### SHORT TASK
Please reproduce the listing from the line that contains "TARGET: man's thigh" through the end of the listing, both ends included, keeping every line, requests as well, but multiplying each x and y coordinate in the answers by 0.4 and rounding to whole numbers, with halves going up. Return only those lines and leave out the pictures.

####

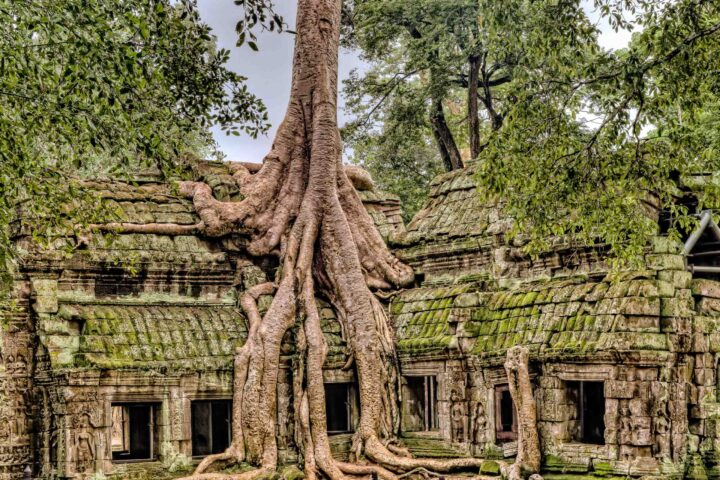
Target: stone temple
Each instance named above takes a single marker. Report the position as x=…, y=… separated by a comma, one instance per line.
x=116, y=359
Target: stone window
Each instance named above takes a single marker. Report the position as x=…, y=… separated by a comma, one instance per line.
x=134, y=432
x=505, y=415
x=339, y=400
x=211, y=426
x=587, y=409
x=420, y=404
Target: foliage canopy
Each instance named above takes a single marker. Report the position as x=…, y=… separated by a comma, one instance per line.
x=109, y=88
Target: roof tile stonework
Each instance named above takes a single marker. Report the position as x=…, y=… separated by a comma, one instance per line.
x=154, y=318
x=148, y=337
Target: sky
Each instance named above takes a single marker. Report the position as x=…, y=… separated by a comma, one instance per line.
x=269, y=70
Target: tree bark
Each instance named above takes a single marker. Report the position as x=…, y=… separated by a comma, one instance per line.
x=496, y=118
x=302, y=207
x=528, y=458
x=473, y=118
x=444, y=137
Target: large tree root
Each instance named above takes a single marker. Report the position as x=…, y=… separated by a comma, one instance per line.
x=528, y=458
x=301, y=206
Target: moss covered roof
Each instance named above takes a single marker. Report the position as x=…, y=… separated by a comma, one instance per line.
x=453, y=210
x=151, y=336
x=571, y=316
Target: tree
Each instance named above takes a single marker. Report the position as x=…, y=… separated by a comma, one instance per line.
x=302, y=207
x=106, y=89
x=448, y=72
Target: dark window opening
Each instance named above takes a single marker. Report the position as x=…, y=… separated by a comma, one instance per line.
x=505, y=415
x=211, y=426
x=338, y=405
x=134, y=436
x=588, y=398
x=420, y=405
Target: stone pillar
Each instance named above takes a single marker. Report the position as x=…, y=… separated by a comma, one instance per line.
x=16, y=362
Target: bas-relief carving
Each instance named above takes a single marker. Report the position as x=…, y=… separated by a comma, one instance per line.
x=479, y=423
x=457, y=417
x=661, y=427
x=83, y=443
x=84, y=448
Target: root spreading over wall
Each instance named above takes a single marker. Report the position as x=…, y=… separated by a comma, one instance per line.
x=301, y=207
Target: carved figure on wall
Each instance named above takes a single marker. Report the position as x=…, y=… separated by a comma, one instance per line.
x=625, y=431
x=661, y=429
x=84, y=445
x=457, y=416
x=479, y=424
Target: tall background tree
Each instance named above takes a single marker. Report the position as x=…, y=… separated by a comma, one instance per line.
x=574, y=138
x=586, y=152
x=107, y=88
x=447, y=73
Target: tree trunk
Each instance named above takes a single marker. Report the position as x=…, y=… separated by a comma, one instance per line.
x=302, y=207
x=444, y=137
x=528, y=458
x=496, y=118
x=473, y=118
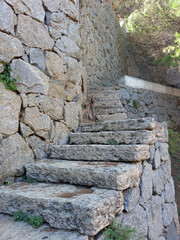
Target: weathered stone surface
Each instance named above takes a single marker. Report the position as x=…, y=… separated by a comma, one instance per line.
x=30, y=7
x=119, y=137
x=58, y=25
x=129, y=153
x=131, y=198
x=11, y=230
x=54, y=65
x=10, y=47
x=38, y=146
x=169, y=193
x=71, y=115
x=32, y=79
x=27, y=32
x=7, y=18
x=117, y=176
x=146, y=182
x=61, y=134
x=67, y=46
x=154, y=217
x=14, y=153
x=39, y=122
x=25, y=130
x=63, y=206
x=52, y=6
x=168, y=214
x=10, y=105
x=129, y=124
x=37, y=59
x=138, y=220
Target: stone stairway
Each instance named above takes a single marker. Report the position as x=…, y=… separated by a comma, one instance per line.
x=80, y=187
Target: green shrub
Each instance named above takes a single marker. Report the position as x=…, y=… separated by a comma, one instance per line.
x=117, y=231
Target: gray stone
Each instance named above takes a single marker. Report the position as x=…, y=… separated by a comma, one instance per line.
x=138, y=220
x=32, y=79
x=169, y=193
x=67, y=46
x=58, y=25
x=38, y=146
x=129, y=153
x=39, y=122
x=71, y=115
x=10, y=47
x=37, y=58
x=146, y=182
x=119, y=137
x=25, y=130
x=154, y=217
x=30, y=7
x=27, y=32
x=10, y=105
x=131, y=198
x=117, y=176
x=14, y=153
x=61, y=134
x=168, y=214
x=63, y=206
x=54, y=65
x=7, y=18
x=129, y=124
x=12, y=230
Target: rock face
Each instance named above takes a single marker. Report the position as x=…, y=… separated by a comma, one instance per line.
x=10, y=105
x=14, y=153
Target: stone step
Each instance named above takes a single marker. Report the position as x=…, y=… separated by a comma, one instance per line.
x=112, y=117
x=64, y=206
x=121, y=125
x=110, y=138
x=109, y=175
x=121, y=153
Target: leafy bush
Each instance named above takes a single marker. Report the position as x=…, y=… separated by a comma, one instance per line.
x=117, y=231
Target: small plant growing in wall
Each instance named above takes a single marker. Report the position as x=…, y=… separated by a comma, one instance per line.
x=7, y=80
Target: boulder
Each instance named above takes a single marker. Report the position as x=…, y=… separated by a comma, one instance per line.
x=10, y=105
x=14, y=153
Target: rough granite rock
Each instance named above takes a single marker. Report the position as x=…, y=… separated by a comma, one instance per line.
x=14, y=153
x=63, y=206
x=39, y=122
x=27, y=32
x=11, y=230
x=7, y=18
x=10, y=47
x=119, y=137
x=30, y=7
x=127, y=153
x=54, y=65
x=32, y=79
x=10, y=105
x=117, y=176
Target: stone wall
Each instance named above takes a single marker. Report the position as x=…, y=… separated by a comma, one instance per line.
x=144, y=99
x=41, y=42
x=103, y=43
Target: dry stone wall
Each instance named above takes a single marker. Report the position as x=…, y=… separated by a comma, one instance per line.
x=103, y=43
x=41, y=42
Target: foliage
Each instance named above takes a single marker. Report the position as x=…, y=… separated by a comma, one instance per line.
x=174, y=141
x=112, y=142
x=35, y=221
x=7, y=80
x=117, y=231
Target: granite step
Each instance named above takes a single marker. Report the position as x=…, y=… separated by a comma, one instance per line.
x=119, y=153
x=64, y=206
x=108, y=175
x=121, y=125
x=118, y=137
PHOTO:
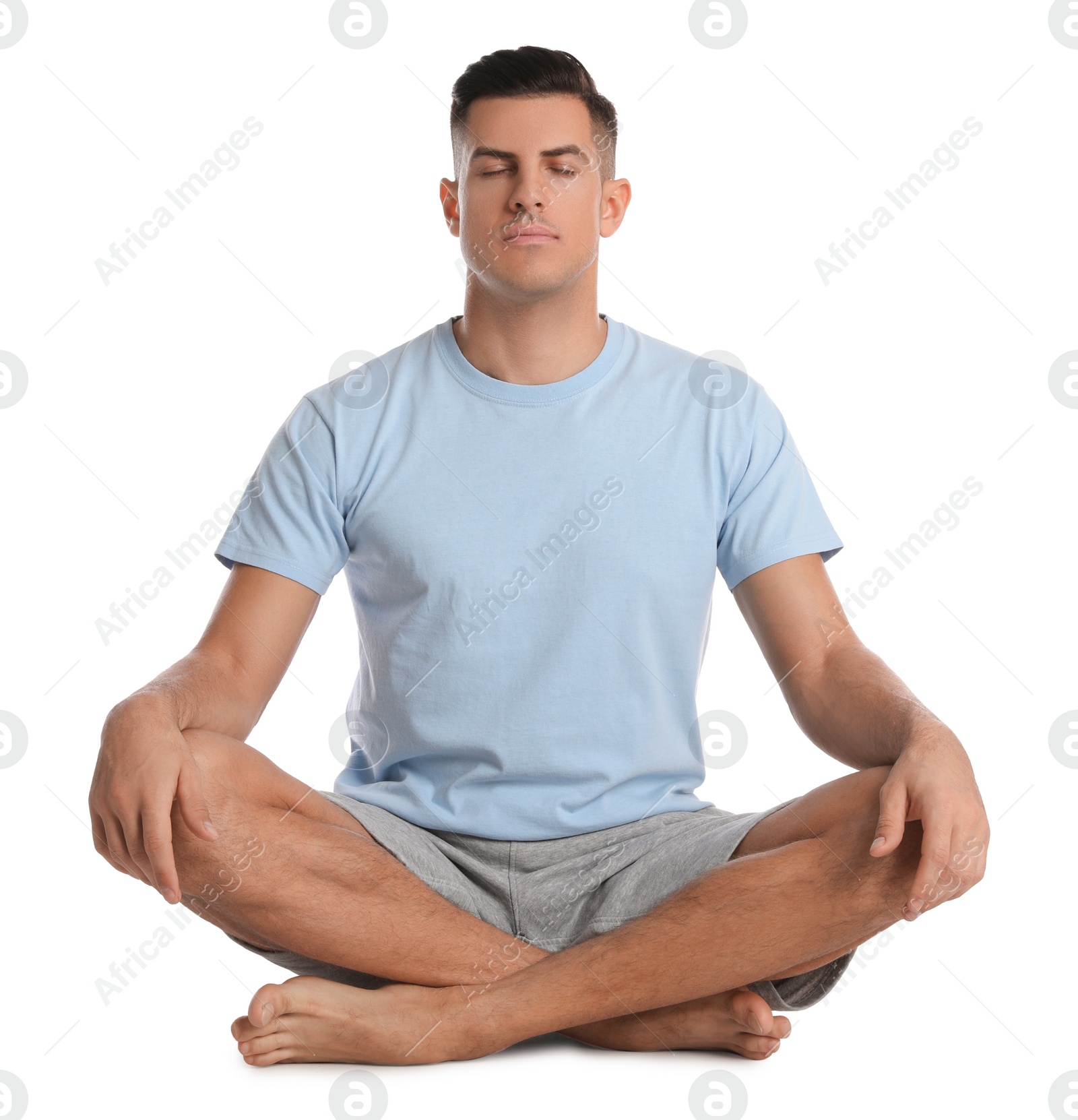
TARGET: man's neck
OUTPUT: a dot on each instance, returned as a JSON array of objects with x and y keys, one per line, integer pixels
[{"x": 532, "y": 344}]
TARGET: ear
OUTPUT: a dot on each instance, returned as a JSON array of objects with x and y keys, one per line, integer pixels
[
  {"x": 614, "y": 201},
  {"x": 447, "y": 191}
]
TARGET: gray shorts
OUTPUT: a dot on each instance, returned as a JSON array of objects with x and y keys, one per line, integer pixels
[{"x": 557, "y": 893}]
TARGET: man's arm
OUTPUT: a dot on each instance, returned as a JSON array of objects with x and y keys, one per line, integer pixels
[
  {"x": 853, "y": 707},
  {"x": 223, "y": 685}
]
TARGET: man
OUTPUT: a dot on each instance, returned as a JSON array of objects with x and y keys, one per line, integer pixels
[{"x": 530, "y": 502}]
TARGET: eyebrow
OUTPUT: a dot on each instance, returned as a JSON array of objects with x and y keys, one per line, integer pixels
[{"x": 565, "y": 149}]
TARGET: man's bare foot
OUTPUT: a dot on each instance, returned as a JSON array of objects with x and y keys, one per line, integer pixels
[
  {"x": 311, "y": 1020},
  {"x": 736, "y": 1020}
]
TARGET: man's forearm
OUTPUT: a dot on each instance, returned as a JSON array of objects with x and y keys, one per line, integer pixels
[
  {"x": 201, "y": 690},
  {"x": 856, "y": 709}
]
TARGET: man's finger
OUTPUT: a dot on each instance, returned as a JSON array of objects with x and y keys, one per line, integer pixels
[
  {"x": 118, "y": 847},
  {"x": 193, "y": 802},
  {"x": 157, "y": 844},
  {"x": 891, "y": 825},
  {"x": 101, "y": 842},
  {"x": 935, "y": 858}
]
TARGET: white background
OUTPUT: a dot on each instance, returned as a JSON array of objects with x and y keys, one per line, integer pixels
[{"x": 152, "y": 399}]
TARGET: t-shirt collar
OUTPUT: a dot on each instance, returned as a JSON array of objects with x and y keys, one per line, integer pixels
[{"x": 513, "y": 394}]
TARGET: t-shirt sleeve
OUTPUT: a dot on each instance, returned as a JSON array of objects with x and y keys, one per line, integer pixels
[
  {"x": 288, "y": 520},
  {"x": 773, "y": 512}
]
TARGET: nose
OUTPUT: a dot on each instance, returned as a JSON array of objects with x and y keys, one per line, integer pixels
[{"x": 531, "y": 193}]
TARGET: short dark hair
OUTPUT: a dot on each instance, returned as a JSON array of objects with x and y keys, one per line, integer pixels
[{"x": 534, "y": 72}]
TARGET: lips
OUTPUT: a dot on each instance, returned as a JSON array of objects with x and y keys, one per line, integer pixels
[{"x": 531, "y": 233}]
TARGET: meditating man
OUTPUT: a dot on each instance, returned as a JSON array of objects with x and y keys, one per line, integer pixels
[{"x": 530, "y": 502}]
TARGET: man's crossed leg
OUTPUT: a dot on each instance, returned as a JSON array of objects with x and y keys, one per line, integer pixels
[{"x": 802, "y": 891}]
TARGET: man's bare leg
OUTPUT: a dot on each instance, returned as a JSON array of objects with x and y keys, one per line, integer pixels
[
  {"x": 782, "y": 911},
  {"x": 292, "y": 871}
]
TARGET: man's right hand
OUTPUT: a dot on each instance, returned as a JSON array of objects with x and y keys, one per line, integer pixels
[
  {"x": 145, "y": 765},
  {"x": 223, "y": 685}
]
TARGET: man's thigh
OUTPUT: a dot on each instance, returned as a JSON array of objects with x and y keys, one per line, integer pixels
[
  {"x": 241, "y": 784},
  {"x": 848, "y": 807}
]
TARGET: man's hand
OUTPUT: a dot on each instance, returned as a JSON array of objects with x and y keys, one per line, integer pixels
[
  {"x": 932, "y": 782},
  {"x": 144, "y": 766}
]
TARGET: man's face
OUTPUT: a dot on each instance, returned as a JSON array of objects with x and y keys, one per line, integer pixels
[{"x": 531, "y": 205}]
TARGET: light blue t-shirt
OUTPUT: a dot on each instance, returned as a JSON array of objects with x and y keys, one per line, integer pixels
[{"x": 532, "y": 570}]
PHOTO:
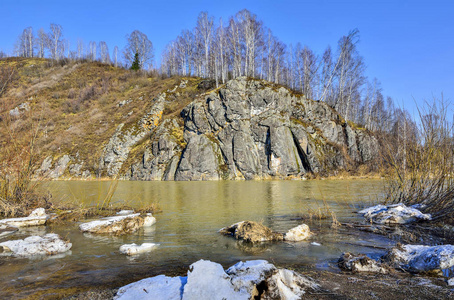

####

### EXERCISE ANSWER
TARGET: man's thigh
OUTPUT: a dot on each instance, returned as a JSON array of objects with x and y keys, one per line, integer pixels
[
  {"x": 96, "y": 314},
  {"x": 339, "y": 323}
]
TARGET: man's hand
OUTPUT: a dot on each instance, returned as a JSON array of objects with x and y keys, one per line, integer pixels
[
  {"x": 373, "y": 313},
  {"x": 58, "y": 306}
]
TARGET: man's face
OUTPUT: a dot on each instance, returned as a JSON array of objects with x and y keys, one per line, integer pixels
[{"x": 212, "y": 82}]
TARGET: light blue t-shirt
OUTPUT: a dot on each instance, returned as a JSON array of objects with x and y keys, one per line, integer pixels
[{"x": 213, "y": 228}]
PHOTO:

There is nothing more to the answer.